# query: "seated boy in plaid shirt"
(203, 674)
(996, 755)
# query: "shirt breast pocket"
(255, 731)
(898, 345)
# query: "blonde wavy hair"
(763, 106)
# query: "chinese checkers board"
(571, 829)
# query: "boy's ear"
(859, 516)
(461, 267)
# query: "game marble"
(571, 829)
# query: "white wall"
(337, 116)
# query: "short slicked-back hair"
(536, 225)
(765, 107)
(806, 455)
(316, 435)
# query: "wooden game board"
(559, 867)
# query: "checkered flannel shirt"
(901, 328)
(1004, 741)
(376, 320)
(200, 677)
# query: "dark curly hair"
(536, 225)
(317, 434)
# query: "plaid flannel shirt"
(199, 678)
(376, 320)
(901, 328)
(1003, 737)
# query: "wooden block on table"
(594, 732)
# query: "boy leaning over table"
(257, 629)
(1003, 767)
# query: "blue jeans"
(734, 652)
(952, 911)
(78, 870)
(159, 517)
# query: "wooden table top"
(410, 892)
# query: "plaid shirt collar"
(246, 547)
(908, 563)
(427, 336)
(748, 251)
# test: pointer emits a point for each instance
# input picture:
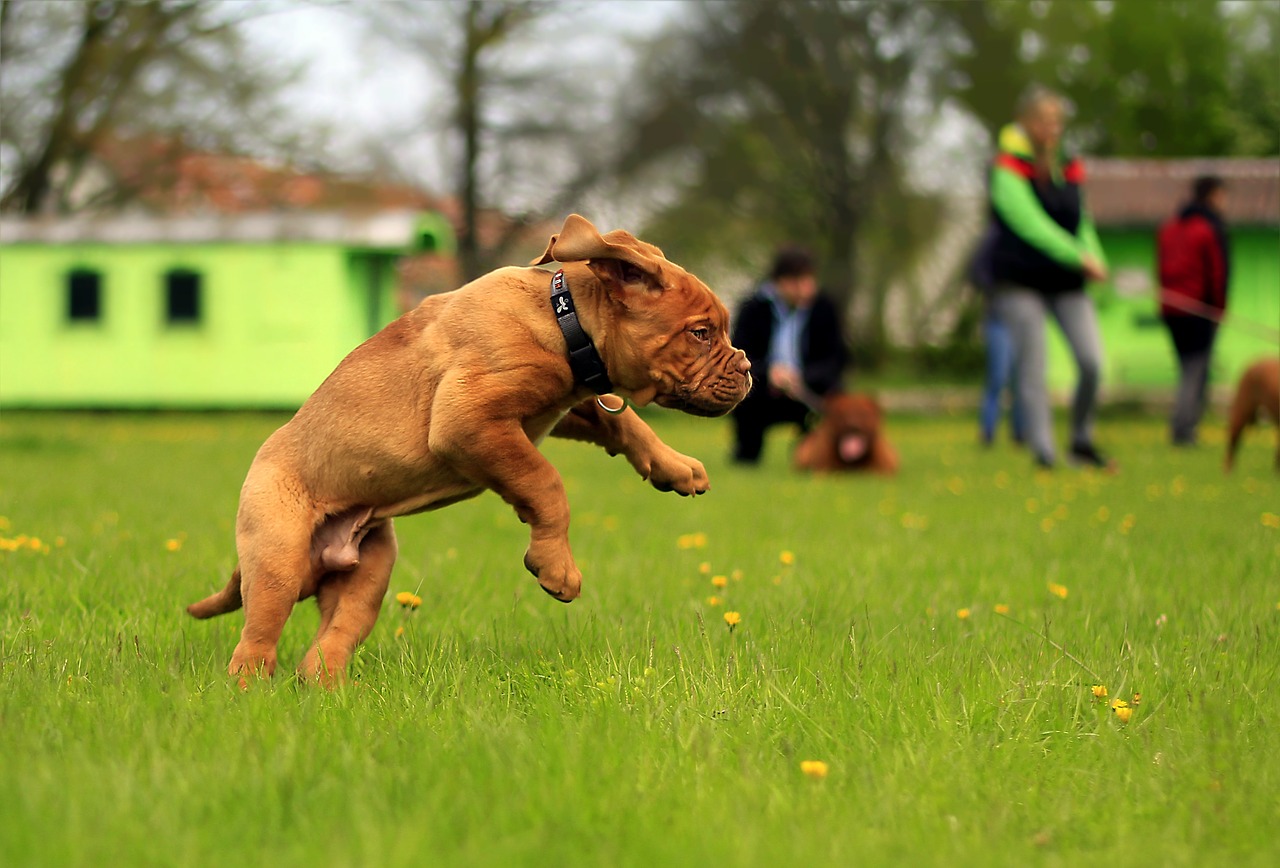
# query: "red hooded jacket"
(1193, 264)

---

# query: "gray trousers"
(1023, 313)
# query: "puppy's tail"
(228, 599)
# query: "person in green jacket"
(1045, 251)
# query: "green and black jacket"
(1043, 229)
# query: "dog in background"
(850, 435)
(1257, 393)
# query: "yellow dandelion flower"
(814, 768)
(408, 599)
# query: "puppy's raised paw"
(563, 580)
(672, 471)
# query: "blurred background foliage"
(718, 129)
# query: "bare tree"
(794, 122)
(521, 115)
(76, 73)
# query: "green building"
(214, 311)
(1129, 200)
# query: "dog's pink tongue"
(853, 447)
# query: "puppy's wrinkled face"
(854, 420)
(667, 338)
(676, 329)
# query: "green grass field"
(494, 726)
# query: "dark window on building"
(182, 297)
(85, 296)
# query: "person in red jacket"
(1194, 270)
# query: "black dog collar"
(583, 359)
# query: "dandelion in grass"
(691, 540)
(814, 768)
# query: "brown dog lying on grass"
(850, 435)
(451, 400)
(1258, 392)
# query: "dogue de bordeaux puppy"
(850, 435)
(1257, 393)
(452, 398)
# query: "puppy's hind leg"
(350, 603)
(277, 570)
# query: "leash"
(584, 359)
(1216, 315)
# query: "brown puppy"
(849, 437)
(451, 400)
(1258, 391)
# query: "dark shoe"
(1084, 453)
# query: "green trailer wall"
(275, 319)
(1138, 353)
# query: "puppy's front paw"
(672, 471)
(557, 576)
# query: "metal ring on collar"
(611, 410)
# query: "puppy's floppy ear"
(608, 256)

> _Directions for this task_:
Return, copied in full, each line of the data above that contains the word "grass".

> _Task solution_:
# query: "green grass field"
# query: "dandelion in grass"
# query: "brown dog lying on grass"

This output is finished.